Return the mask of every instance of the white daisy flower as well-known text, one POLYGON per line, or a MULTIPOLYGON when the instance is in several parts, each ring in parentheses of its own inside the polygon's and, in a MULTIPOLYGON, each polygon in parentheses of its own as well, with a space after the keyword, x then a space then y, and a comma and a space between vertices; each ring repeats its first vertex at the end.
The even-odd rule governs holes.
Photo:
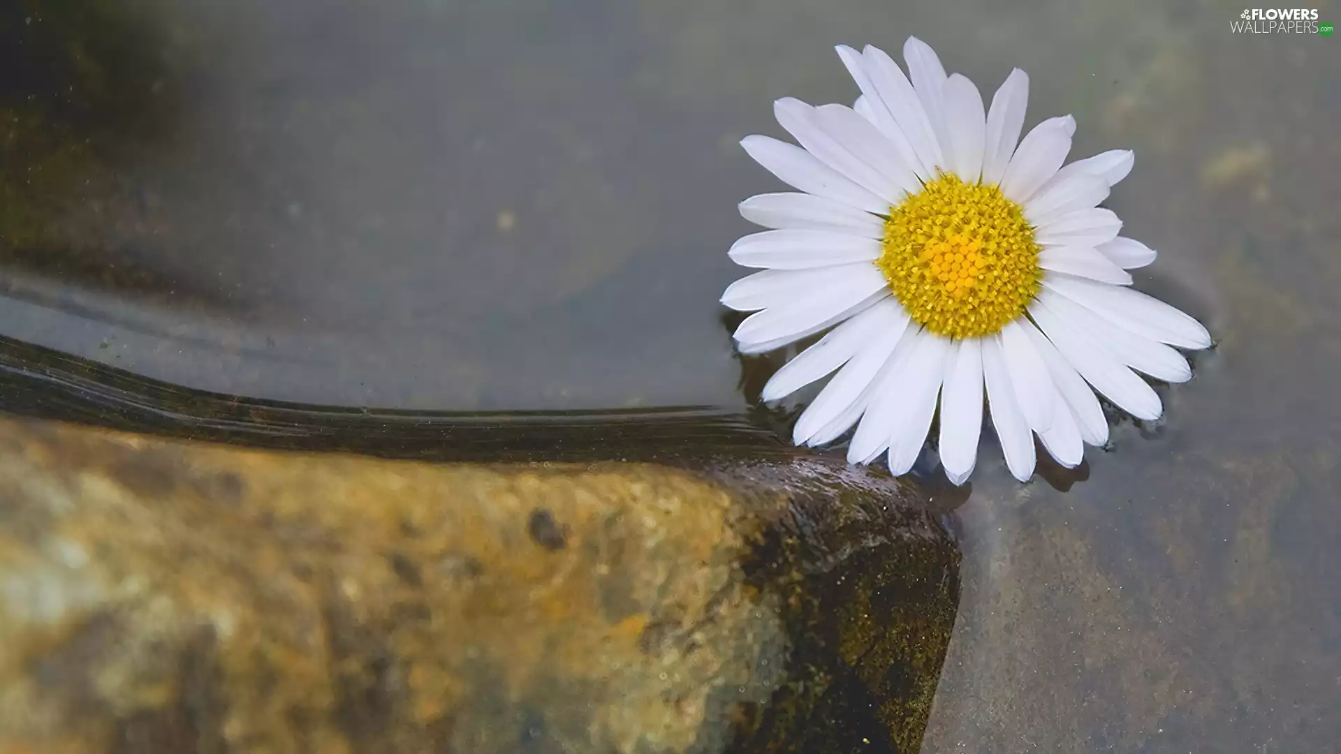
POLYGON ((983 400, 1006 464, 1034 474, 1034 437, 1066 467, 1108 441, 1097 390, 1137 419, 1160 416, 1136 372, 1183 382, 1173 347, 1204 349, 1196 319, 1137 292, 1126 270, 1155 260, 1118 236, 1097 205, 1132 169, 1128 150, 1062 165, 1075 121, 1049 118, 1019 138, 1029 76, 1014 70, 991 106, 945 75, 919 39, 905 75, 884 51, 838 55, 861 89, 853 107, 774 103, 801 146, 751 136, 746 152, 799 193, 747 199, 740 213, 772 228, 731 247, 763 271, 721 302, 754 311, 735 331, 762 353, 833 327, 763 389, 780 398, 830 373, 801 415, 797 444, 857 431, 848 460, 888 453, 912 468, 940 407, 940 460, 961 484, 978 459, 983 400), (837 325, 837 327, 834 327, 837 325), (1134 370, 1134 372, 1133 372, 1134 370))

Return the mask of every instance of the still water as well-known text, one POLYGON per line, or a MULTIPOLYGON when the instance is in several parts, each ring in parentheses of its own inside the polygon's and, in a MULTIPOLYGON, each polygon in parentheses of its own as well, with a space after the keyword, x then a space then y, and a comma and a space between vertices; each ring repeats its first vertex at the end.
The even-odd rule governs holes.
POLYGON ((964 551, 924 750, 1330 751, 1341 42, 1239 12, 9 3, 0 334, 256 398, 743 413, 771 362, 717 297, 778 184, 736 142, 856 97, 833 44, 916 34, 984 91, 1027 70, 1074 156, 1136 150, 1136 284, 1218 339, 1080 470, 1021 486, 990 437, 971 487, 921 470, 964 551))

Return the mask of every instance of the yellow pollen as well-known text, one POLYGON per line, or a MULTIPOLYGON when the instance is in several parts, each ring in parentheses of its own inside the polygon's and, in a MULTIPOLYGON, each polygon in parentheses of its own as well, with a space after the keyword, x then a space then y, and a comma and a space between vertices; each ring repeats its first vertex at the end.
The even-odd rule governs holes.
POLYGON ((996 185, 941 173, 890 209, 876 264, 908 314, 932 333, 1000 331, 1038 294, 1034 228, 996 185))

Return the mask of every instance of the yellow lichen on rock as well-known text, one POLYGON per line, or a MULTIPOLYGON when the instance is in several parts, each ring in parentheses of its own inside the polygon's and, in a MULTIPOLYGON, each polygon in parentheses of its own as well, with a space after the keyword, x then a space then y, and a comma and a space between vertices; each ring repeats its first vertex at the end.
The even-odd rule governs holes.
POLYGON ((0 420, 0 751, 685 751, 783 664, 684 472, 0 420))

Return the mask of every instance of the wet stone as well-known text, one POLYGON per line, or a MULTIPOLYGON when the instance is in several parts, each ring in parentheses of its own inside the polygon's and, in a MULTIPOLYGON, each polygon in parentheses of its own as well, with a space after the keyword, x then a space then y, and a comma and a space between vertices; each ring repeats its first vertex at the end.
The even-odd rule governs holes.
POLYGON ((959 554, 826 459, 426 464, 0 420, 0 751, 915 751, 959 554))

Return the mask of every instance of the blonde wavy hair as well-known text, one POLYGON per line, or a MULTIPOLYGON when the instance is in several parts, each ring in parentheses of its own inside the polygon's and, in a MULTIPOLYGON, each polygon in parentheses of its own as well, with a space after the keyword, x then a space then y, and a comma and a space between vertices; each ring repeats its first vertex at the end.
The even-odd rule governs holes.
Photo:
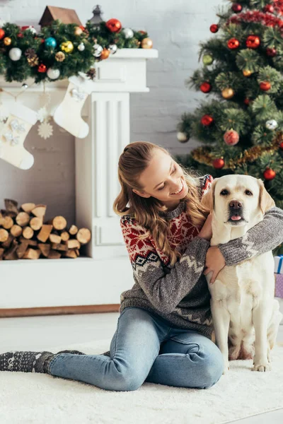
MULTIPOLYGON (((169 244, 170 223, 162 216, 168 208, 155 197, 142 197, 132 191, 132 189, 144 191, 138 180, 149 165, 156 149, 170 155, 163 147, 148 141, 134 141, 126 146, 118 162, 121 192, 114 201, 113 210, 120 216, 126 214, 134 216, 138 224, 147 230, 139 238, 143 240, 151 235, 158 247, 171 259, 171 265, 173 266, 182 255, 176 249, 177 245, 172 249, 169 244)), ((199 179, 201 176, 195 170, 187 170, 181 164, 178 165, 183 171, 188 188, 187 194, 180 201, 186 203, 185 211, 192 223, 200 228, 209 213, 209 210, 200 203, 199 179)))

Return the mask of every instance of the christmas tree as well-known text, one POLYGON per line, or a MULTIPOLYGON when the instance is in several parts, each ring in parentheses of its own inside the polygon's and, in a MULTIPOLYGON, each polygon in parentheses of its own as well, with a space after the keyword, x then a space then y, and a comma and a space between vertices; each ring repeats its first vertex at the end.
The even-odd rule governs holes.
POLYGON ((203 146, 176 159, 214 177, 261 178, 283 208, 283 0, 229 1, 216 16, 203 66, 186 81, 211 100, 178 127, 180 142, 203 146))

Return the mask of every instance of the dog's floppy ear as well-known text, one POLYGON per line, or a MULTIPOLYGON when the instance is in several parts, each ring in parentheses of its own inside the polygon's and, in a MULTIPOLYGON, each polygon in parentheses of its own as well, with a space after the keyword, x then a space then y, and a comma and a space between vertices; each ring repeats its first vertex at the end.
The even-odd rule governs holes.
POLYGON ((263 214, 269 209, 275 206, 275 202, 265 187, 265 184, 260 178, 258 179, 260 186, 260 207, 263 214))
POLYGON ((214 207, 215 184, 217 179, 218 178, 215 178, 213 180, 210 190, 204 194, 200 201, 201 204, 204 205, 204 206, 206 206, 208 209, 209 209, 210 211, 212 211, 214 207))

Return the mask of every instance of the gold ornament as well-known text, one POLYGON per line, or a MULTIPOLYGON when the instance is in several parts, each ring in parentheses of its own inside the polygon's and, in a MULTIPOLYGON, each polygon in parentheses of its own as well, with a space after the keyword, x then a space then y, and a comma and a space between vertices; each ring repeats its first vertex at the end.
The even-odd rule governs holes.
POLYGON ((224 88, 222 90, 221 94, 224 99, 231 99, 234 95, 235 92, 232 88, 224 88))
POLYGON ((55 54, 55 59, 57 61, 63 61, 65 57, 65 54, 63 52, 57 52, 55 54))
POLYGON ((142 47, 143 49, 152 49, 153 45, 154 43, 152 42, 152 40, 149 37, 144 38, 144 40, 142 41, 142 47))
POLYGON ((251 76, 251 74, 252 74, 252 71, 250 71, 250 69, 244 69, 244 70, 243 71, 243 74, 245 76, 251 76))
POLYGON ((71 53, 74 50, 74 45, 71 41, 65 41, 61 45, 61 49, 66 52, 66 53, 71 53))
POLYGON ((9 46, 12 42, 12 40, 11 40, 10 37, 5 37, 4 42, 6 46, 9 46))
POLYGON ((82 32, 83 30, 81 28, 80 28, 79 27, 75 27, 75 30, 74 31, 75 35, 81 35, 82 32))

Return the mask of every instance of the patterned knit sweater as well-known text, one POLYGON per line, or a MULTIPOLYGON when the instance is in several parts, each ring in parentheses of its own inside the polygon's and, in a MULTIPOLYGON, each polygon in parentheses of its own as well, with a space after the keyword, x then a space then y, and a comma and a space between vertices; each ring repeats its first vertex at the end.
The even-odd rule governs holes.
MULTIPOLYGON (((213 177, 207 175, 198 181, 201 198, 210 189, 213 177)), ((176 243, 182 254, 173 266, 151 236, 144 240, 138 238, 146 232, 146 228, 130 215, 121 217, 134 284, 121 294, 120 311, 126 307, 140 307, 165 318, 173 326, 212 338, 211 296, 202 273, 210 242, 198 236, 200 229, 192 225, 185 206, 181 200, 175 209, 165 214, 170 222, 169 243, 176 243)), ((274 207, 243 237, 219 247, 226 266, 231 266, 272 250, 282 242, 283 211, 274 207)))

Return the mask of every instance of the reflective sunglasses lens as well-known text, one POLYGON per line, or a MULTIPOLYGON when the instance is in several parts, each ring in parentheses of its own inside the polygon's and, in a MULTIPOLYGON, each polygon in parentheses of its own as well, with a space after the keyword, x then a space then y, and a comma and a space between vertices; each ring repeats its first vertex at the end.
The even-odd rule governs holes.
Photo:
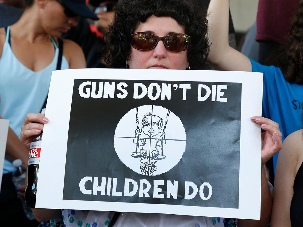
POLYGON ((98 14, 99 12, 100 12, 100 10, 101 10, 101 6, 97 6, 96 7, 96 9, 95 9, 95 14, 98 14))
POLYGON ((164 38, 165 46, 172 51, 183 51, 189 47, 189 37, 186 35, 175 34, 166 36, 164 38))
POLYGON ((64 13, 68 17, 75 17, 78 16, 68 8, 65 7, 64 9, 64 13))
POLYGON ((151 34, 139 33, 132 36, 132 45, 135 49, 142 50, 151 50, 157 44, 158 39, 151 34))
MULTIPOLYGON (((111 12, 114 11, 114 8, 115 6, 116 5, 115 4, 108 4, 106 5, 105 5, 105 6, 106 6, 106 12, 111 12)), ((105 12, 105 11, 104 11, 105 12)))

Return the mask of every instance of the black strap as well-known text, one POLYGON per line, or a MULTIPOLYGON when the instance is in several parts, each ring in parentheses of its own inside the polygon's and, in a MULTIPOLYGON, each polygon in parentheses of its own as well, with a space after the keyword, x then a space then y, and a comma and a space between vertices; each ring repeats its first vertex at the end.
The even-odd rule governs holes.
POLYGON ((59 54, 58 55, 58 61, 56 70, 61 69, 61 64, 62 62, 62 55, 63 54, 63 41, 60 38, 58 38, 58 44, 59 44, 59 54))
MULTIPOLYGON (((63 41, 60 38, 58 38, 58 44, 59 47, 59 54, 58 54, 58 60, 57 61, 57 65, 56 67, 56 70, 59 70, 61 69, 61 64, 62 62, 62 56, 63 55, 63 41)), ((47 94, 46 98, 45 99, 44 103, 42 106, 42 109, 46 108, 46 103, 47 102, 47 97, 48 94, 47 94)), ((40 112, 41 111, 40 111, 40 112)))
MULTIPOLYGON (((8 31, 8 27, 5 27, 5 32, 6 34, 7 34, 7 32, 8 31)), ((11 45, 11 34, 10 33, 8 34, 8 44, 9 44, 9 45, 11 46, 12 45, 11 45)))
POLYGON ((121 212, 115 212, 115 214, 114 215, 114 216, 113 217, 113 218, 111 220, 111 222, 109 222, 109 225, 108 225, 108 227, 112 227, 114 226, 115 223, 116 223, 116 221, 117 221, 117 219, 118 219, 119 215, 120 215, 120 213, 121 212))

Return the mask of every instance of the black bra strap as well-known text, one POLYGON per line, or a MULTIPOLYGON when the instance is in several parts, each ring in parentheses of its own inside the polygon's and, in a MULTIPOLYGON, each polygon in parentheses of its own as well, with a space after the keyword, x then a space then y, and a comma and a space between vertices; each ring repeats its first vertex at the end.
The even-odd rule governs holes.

•••••

#### [What is expected]
Starting with the line with "Return the mask of every instance of the blonde" and going on through the line with "MULTIPOLYGON (((169 244, 170", rewrite the data with "blonde wavy hair" swapped for "red curly hair" and everything else unchanged. Leave the pictures out of your answer.

#### [Output below]
Return the mask of every instance of the red curly hair as well-known text, one POLYGON per line, or a MULTIPOLYGON when the instance is in several parts, each ring in parentheses of its own inside the polygon's and, in a MULTIPOLYGON, each polygon in parentheses of its own as well, with a space after the keyword, x then a space then y, and a comma and a space between vertices; each ring repeats its first vertex at the end.
The even-odd rule governs holes.
Photo:
MULTIPOLYGON (((169 244, 170 223, 162 216, 168 208, 155 197, 142 197, 132 191, 132 189, 144 191, 138 180, 149 165, 156 149, 170 155, 163 147, 148 141, 134 141, 126 146, 118 162, 121 192, 114 201, 113 210, 120 216, 126 214, 134 216, 138 224, 147 230, 139 238, 143 240, 151 235, 158 247, 171 259, 171 265, 173 266, 182 255, 176 249, 177 245, 172 249, 169 244)), ((199 179, 201 176, 195 170, 187 170, 181 164, 178 165, 183 171, 188 188, 187 194, 180 201, 186 203, 185 211, 192 223, 200 228, 209 213, 209 210, 200 203, 199 179)))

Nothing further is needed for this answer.